__Source extract__:
- Born: Sierra Nevada, California, USA

Academic background
- Education: B.S., Geology, (Department Award for Outstanding Achievement) 1977, University of California, Davis M.S., Geology, 1982, University of Washington J.D.(magna cum laude), 1990, University of California Law, San Francisco LL.M., (summa cum Laude) 2002, Lewis & Clark Law School
- Thesis: M.S. in Geology: Initiation and collapse of active circulation in a hydrothermal system at the Mid-Atlantic Ridge, 23°N (1982) LL.M in Environmental Law: Three published papers on cross-jurisdictional water dispute resolution in the western United States. (2000)

Academic work
- Institutions: San Francisco State University University of Idaho College of Law
- Main interests: Water Law and Policy, Interdisciplinary Water Resources, Inter-Governmental Water Dispute Resolution

= Barbara Cosens =

American legal educator

Barbara Anne Cosens is an American University Distinguished Professor Emerita at the University of Idaho College of Law.

==Early life and education==
Cosens was born and raised in Sierra Nevada, California, and earned her bachelor's degree in Geology from the University of California, Davis. She would later earn her Master's degree in Geology from the University of Washington, her J.D. from the University of California Law, San Francisco and her LL.M. in Environmental Law at Lewis and Clark Law School.

==Career==
After working her way through graduate school in various summer field geology positions, Cosens joined UNOCAL Geothermal in 1983. The division was part of the major push by fossil fuel companies to do research and development of alternative energy sources as part of the Carter Administration push to wean the United States off foreign oil.  Cosens did research and development at the Geysers and Salton Sea geothermal areas, research at the Tiwi Geothermal field in the Philippines, and exploration in Japan on the island of Hokkaido.

After earning her J.D. in Law, Cosens clerked for Justice Lohr of the Colorado Supreme Court.  She then joined the staff of the Montana Reserved Water Rights Compact Commission and spent 10 years leading interdisciplinary teams in the negotiation of water right settlements with Native American Tribes and federal agencies.

In 2002, Cosens joined the College of Behavioral and Social Sciences at San Francisco State University (SFSU) as an assistant professor of environmental studies in a tenure track position. She spent two years at SFSU before joining the University of Idaho College of Law. By the 2009–2010 academic term, she received tenure from the University. In 2018, Cosens was promoted to the rank of University Distinguished Professor.

__Dataset section__:
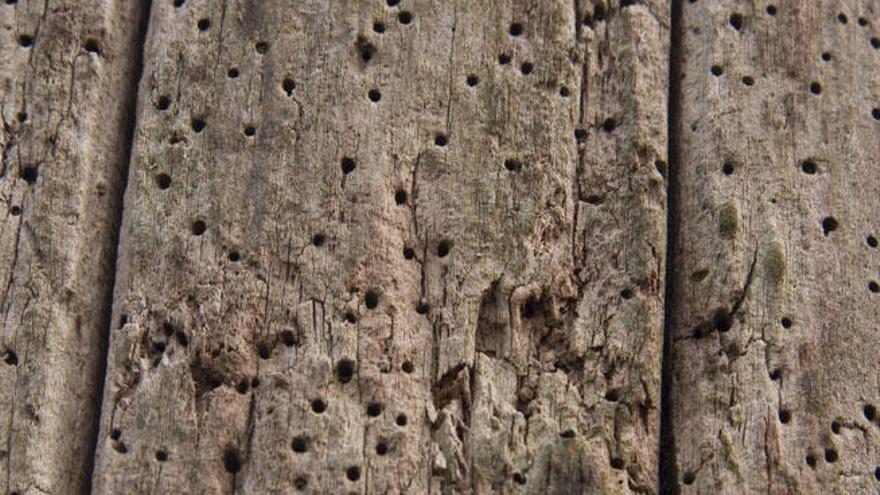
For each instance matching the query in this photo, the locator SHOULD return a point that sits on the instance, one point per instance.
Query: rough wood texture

__Stated task__: In the Barbara Cosens profile, reproduce the part that opens with the words containing "Academic work" and closes with "at the University of Idaho College of Law.", switching "Water Law and Policy" to "Water Policy and Law".

__Exercise result__:
Academic work
- Institutions: San Francisco State University University of Idaho College of Law
- Main interests: Water Policy and Law, Interdisciplinary Water Resources, Inter-Governmental Water Dispute Resolution

= Barbara Cosens =

American legal educator

Barbara Anne Cosens is an American University Distinguished Professor Emerita at the University of Idaho College of Law.